* _Source data_
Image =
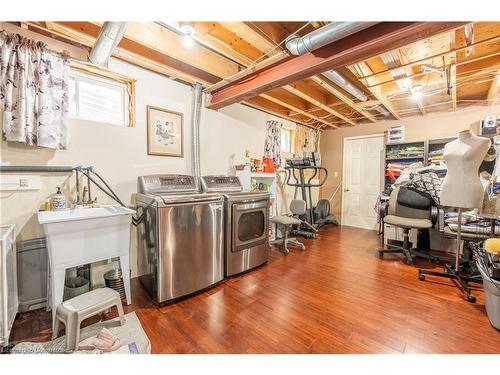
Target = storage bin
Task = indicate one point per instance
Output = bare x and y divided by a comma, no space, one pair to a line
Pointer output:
32,274
491,296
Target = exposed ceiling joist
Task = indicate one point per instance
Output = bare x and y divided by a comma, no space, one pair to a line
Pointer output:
316,98
441,54
369,42
275,109
376,92
344,98
285,101
128,51
494,90
163,40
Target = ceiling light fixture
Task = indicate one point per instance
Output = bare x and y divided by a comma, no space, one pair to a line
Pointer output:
417,91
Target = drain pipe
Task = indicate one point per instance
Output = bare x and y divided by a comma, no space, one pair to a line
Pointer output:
110,35
195,130
327,34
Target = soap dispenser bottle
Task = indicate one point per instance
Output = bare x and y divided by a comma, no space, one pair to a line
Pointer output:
58,200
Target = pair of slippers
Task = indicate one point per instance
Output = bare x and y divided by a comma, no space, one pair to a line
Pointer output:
104,342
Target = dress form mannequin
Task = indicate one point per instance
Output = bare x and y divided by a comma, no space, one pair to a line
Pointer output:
462,187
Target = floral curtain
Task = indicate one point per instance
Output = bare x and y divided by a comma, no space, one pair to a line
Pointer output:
34,92
272,146
306,140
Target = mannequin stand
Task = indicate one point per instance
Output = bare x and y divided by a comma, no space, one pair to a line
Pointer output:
455,273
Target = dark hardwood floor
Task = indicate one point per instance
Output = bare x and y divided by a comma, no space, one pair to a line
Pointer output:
337,296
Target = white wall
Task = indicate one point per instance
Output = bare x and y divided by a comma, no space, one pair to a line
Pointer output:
120,154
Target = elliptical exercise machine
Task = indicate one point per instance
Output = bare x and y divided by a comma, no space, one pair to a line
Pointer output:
319,215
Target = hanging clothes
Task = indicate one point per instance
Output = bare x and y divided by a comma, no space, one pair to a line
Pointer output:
34,92
272,145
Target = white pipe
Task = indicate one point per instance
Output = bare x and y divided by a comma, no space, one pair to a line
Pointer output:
327,34
110,35
195,130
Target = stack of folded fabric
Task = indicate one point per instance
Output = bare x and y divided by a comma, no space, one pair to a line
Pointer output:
471,223
436,156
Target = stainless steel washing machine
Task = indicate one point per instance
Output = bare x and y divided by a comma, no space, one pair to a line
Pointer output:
246,223
181,237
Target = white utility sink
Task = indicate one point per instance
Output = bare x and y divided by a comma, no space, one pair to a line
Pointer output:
46,217
80,236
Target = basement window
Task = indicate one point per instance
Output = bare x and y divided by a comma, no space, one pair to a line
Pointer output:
101,96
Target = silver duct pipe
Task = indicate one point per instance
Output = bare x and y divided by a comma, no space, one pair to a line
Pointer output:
110,35
342,82
35,169
195,130
327,34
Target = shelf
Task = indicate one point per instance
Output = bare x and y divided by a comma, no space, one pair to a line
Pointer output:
405,158
263,175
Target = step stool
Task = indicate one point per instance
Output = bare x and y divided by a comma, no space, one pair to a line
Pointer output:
73,311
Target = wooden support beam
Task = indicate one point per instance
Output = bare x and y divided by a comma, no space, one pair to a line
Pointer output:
494,90
344,98
129,51
364,44
316,98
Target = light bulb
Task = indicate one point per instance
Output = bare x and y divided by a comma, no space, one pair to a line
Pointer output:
187,41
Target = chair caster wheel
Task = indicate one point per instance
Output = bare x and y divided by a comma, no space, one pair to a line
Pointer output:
471,298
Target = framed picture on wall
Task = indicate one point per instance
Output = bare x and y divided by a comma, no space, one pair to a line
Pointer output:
165,132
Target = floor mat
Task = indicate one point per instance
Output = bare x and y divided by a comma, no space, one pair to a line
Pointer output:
133,338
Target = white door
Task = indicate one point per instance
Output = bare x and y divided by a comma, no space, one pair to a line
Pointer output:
362,180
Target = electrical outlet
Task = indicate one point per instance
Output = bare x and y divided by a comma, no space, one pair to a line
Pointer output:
23,183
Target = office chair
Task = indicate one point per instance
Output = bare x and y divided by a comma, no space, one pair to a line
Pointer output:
407,218
297,208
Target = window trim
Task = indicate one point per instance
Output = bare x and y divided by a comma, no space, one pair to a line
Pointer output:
105,74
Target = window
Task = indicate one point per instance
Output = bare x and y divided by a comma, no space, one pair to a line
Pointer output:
101,97
286,140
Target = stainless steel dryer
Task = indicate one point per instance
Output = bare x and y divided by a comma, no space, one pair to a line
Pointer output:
246,223
181,239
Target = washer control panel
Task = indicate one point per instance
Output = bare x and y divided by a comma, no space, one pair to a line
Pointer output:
212,184
167,184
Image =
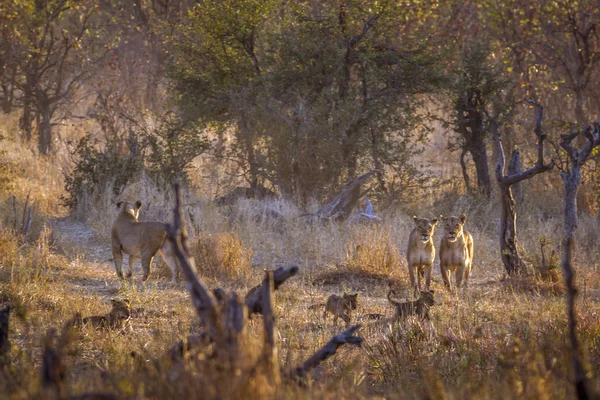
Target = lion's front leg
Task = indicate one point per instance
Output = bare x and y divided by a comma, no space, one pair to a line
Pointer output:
445,270
428,269
460,274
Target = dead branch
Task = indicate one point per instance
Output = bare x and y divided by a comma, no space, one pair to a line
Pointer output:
346,337
572,179
255,297
340,208
4,342
269,349
202,299
25,208
508,218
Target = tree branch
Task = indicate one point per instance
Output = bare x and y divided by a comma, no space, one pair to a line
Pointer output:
346,337
202,299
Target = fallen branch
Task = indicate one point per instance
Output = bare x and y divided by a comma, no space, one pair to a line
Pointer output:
346,337
254,298
4,342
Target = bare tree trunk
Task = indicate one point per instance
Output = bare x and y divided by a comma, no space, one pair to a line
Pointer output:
571,180
478,152
465,172
44,130
514,167
509,251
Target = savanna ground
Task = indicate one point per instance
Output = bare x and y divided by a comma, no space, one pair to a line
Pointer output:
498,339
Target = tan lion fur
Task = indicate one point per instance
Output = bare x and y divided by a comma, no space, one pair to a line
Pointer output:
139,240
456,251
419,307
341,307
420,253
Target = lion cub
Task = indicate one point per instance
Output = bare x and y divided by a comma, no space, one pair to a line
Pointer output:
116,318
419,307
420,253
341,307
456,251
139,240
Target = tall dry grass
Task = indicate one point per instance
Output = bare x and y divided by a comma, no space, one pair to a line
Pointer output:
494,340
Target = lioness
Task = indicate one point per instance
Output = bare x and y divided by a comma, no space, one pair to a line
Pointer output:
139,240
419,307
420,253
116,318
341,307
456,250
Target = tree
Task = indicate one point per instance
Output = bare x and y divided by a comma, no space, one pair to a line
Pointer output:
509,251
314,93
476,86
54,50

* _Stated task_
Output the entries above exactly, without their pictures.

* _Task result_
Image =
Target = storage bin
Task = indicate one point per instance
Output = bare x and y divided by a comma, no space, one pair to a line
Pointer output:
32,274
491,296
Target = exposed ceiling joist
Task = indicate one point per instance
Output = bare x and y divided by a comma, no space, one pair to a line
Pointer output:
316,98
441,54
369,42
275,109
376,92
344,98
285,101
128,51
494,90
163,40
Target = ceiling light fixture
Task = indicate one point per instance
Output = bare x and y divided by a comma, no space, one pair to a line
Pointer output:
417,91
Target = drain pipe
Task = indicate one point per instance
Output = bare x and y divided by a comma, no space, one pair to a line
Pointer output:
110,35
195,130
327,34
Target = soap dispenser bottle
Task = indicate one point per instance
Output = bare x and y divided by a comma, no space, one pair to a line
Pointer output:
58,200
Target = pair of slippers
Task = indicate one point per instance
Output = bare x and y divided by a comma, no space, one pair to a line
Pointer output:
104,342
Target = dress form mannequin
Task = indicate one point per instance
Output = bare x and y divided by a comma, no space, one pair to a line
Pointer output:
462,187
Target = floral curtain
Task = indicate one point per instance
Output = bare x and y divided by a comma, no space, one pair to a line
Pointer output:
34,92
272,146
306,140
Target = mannequin stand
Task = indicate one point per instance
Output = bare x and y divided by a comma, no space, one pair to a line
Pointer output:
455,273
Target = dark hardwood floor
Task = indicate one point per instance
Output = bare x and y divided by a comma, no space, one pair to a line
Pointer output:
337,296
Target = white wall
Task = indicate one point per instance
Output = bare x and y divided by a comma, no space, one pair to a line
Pointer output:
120,154
Target = elliptical exercise machine
Task = indicate one point per instance
Output = bare x and y divided by a comma, no space, one pair to a line
Pointer output:
319,215
Target = hanging clothes
Task = indicate one point per instance
Output = bare x and y divided by a comma, no space, one pair to a line
Pointer output:
34,92
272,145
Target = white pipe
Task = indicate one point per instance
Output = bare x and y divided by a comma, no space, one pair to a line
Pointer output:
327,34
110,35
195,130
Target = stack of folded fabric
Task = indicate one point per instance
Output = bare x and y divided by a comma, no space, one pair to a line
Pointer output:
471,223
436,156
Target = stainless steel washing machine
Task = indicate one point per instance
Output = bare x and y divided by a comma, no space, one pair to a line
Pointer output:
246,223
181,237
Target = white utility sink
Task = indicate one point per instance
Output = bare x and y divided by a comma, no space, one pair to a line
Pointer output:
46,217
80,236
Target = basement window
Task = indicate one point per instance
Output = bare x and y divided by a comma, no space, one pair to a line
Pointer output:
101,96
Target = silver duct pipe
Task = indicate one point per instance
Output = bare x and y divided by a comma, no space, one pair to a line
Pointer output:
110,35
342,82
35,169
195,130
327,34
Target = shelf
Task = indicate one point per instance
Output = bare x and y divided by a comma, no space, one pair to a line
Pointer output:
405,158
263,175
Target = step stool
Task = indicate one point per instance
Output = bare x and y divided by a comma, no space, one pair to a line
Pointer output:
73,311
Target = wooden support beam
Task = indicate one point per instance
Output = bare x and y divided by a comma, no space, one pair to a line
Pointer output:
494,90
344,98
129,51
364,44
316,98
Target = light bulb
Task = indicate one point per instance
Output = bare x and y divided by a comma, no space, one pair to a line
Pointer output:
187,41
Target = chair caster wheel
Task = indicate one point per instance
Output = bare x and y divided by a comma, no space, one pair to a line
Pointer output:
471,298
Target = framed picture on wall
Task = indicate one point per instance
Output = bare x and y divided by a comma, no space, one pair to a line
Pointer output:
165,132
Target = floor mat
Task = indicate one point per instance
Output = bare x and y divided by a comma, no space, one pair to a line
Pointer output:
133,338
Target = white door
Task = indicate one point per instance
Output = bare x and y divided by a comma, no space, one pair to a line
Pointer output:
362,180
Target = electrical outlet
Task = indicate one point per instance
Output = bare x and y divided by a comma, no space, one pair to a line
Pointer output:
23,183
Target = office chair
Task = indicate one point per instance
Output = bare x and y divided by a comma, no space, one pair to a line
Pointer output:
407,218
297,208
Target = window trim
Task = indicate one point per instance
Output = bare x and y divided by a comma, no space, one pair to a line
Pointer output:
105,74
Target = window
Task = indicate one point per instance
Output = bare x and y divided by a comma, no space, one pair to a line
Pointer output:
101,97
286,140
Target = stainless steel dryer
Task = indicate one point per instance
Output = bare x and y divided by a comma, no space, one pair to a line
Pointer output:
246,223
181,239
Target = washer control panel
Task = indicate one point per instance
Output = bare x and y divided by a comma, no space, one pair to a line
Pointer output:
212,184
167,184
Image =
Target = lion's front leg
Task = indicate one point per instance
Output = bare x and y divided by a comma, no space, one pair to a line
Pointer output:
445,270
428,269
460,274
Target = dead branch
Task = indicate one point per instance
Output = bare x and y divided by a comma, no space, one pair to a line
Pointer output:
346,337
572,179
255,297
340,208
4,342
269,349
202,299
25,208
508,218
Target = tree branch
Task = indicate one point per instance
Output = bare x and y divided by a comma, no space, one pair to a line
Pointer output:
346,337
202,299
Target = fallen branch
Task = indicate one point per instance
Output = bare x and y divided by a comma, no space, one pair to a line
Pointer output:
346,337
254,298
4,342
Target = bare tree trunk
Task = indicate one point per instance
Output = bare x and y divided by a comma, no space, one pair to a line
Pointer output:
571,180
478,152
465,172
44,130
514,167
509,251
Target = savanna ground
Task = indicate one point per instance
Output = bare x and y divided by a comma, no space, one pair to a line
Pointer output:
498,339
Target = tan lion fur
Task = indicate one point per instance
Output = bare x and y divided by a comma, no space, one pair to a line
Pointer output:
139,240
456,251
419,307
341,307
420,253
Target = lion cub
Task = indicate one point per instance
Output = bare x and y divided by a comma, no space, one pair to a line
Pointer output:
116,318
419,307
420,253
341,307
456,251
139,240
Target = tall dry grass
Task = indicate one point per instance
Output = bare x and y divided by a comma, no space, one pair to a line
Pointer output:
494,340
Target = lioness
Task = indicate one point per instance
Output = bare x and y divided by a comma, no space, one pair to a line
Pointer output:
139,240
419,307
420,253
116,318
341,307
456,250
Target = tree
Task = indicate one point per instance
Output = bare x and y divided by a comma, no space, one pair to a line
Pointer output:
509,251
314,93
476,86
54,50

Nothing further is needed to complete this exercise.